- [Data entries]
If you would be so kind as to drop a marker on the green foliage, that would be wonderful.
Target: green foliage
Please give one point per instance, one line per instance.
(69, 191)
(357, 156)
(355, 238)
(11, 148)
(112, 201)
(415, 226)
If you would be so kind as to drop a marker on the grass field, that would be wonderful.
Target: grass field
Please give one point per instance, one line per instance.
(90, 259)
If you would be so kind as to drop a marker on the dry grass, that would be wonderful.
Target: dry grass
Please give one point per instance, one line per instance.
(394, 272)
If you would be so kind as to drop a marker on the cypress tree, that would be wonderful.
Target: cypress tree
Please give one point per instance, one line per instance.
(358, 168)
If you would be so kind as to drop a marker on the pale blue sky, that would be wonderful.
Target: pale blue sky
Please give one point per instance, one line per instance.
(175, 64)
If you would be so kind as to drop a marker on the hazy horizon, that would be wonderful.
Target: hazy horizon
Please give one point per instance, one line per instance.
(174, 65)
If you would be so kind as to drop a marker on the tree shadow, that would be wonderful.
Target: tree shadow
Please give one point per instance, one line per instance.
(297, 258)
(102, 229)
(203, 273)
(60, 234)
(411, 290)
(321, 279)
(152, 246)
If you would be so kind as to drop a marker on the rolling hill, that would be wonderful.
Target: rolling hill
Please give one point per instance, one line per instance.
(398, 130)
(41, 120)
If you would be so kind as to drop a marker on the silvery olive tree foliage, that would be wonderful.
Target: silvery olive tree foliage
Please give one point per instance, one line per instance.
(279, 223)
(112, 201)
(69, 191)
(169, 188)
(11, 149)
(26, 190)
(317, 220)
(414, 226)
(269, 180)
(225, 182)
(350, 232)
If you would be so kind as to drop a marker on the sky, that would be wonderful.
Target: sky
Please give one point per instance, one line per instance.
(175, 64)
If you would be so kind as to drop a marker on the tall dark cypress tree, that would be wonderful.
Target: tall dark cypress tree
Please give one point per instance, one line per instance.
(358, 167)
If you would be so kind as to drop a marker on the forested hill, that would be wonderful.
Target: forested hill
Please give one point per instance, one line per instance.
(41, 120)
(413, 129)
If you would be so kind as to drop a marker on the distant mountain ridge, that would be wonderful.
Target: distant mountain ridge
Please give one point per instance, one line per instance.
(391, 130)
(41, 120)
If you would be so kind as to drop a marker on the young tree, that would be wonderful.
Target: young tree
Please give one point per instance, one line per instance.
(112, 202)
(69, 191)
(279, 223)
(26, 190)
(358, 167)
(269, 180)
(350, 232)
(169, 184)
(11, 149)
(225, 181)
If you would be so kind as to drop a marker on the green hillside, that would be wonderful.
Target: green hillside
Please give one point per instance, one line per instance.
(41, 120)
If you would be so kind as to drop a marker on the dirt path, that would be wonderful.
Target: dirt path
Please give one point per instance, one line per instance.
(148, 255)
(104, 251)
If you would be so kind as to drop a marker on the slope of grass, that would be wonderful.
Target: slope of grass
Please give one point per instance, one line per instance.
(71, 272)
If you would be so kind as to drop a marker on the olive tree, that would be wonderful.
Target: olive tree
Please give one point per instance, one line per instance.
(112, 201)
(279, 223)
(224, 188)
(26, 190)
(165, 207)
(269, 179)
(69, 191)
...
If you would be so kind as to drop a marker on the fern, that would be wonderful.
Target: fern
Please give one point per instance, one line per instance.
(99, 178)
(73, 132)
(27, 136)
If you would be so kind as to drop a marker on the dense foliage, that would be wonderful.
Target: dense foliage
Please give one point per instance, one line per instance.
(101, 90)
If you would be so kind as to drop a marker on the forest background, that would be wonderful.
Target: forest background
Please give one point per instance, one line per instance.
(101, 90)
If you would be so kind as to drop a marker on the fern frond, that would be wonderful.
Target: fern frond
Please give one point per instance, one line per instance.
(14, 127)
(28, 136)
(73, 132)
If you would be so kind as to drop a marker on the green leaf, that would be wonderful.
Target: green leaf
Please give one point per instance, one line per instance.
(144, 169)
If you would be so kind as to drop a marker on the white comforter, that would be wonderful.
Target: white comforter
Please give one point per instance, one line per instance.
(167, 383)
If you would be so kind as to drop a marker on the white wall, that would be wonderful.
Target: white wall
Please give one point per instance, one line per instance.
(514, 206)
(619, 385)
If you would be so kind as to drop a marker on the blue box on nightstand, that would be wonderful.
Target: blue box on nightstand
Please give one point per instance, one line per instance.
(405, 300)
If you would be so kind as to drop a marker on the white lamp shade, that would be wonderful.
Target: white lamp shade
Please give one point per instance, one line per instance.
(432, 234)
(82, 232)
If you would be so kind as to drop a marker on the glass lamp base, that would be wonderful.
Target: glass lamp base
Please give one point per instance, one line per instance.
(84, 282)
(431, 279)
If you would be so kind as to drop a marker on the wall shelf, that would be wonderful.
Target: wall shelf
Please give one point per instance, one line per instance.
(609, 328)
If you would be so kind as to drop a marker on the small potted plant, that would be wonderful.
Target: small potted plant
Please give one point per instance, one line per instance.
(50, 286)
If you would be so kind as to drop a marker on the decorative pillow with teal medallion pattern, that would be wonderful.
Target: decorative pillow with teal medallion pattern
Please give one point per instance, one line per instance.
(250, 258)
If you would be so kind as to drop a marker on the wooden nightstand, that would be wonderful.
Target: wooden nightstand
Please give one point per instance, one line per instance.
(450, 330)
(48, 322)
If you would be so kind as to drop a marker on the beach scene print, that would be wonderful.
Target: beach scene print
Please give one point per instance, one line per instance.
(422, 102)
---
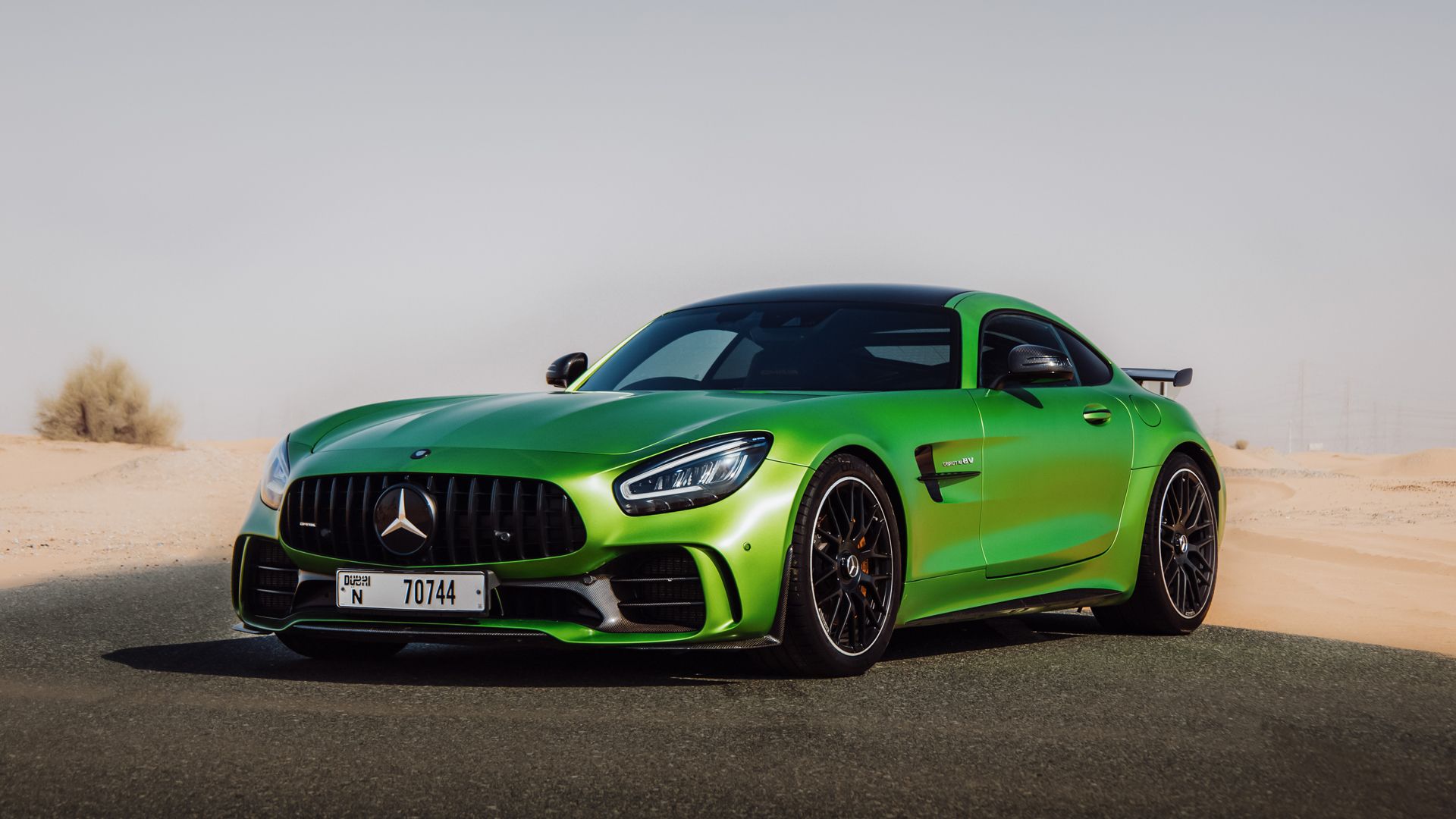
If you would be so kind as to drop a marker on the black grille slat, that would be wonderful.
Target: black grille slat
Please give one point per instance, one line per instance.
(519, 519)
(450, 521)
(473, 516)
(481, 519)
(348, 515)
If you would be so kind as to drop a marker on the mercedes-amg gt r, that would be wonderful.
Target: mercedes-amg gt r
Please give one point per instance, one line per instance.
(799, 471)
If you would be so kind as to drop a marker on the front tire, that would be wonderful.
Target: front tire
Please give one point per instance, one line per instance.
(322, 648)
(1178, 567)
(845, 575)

- [Challenge] Extract every line of the records above that contains the word "shade". Case matters.

- [Response]
If you would be so kind as to drop a marker on the white lamp shade, that would be wonderful.
Target: white lamp shade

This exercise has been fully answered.